--- EXTRACTED TEXT ---

VFD harmonic spectrum

Introduction

After the theoretical introduction [1] we jump to variable frequency drives as sources of harmonics. This post is about VFD harmonic spectrum. As already mentioned, VFDs belong to non-linear devices with non-sinusoidal currents and/or voltages that they draw from the grid or inject into the grid. The evaluation of harmonic levels shall be done in early stage. Preliminary calculations of harmonic distortion shall be done and if necessary additional mitigation methods shall be used. We will discuss the mitigation methods in a separate article as it is a topic on its own.

The negative effects of harmonics were discovered shortly after first power electronic based frequency converters were installed, i.e. more than 40 years ago. Nowadays the phenomena are well known and in detail described in the literature (e.g. [2]). Manufacturers of VFD can provide the user with VFD harmonics. There is a variety of commercial software tools to calculate network harmonics for any system. The VFD topologies available on the market in these days usually comply with international harmonic standards that define harmonic limits. However, the compliance shall always be checked in early phase. Adaptations and changes at later stage would be more costly and shall be avoided.

---

**AIM OF THE EXERCISE**
Reproduce the stretch of the VFD harmonic spectrum text from "The negative effects" through "shall be avoided." word for word.

--- MATERIAL ---

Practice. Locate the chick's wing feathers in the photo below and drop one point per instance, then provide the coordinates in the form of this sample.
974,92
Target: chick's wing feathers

---

**ANSWER TO THIS TASK**
The negative effects of harmonics were discovered shortly after first power electronic based frequency converters were installed, i.e. more than 40 years ago. Nowadays the phenomena are well known and in detail described in the literature (e.g. [2]). Manufacturers of VFD can provide the user with VFD harmonics. There is a variety of commercial software tools to calculate network harmonics for any system. The VFD topologies available on the market in these days usually comply with international harmonic standards that define harmonic limits. However, the compliance shall always be checked in early phase. Adaptations and changes at later stage would be more costly and shall be avoided.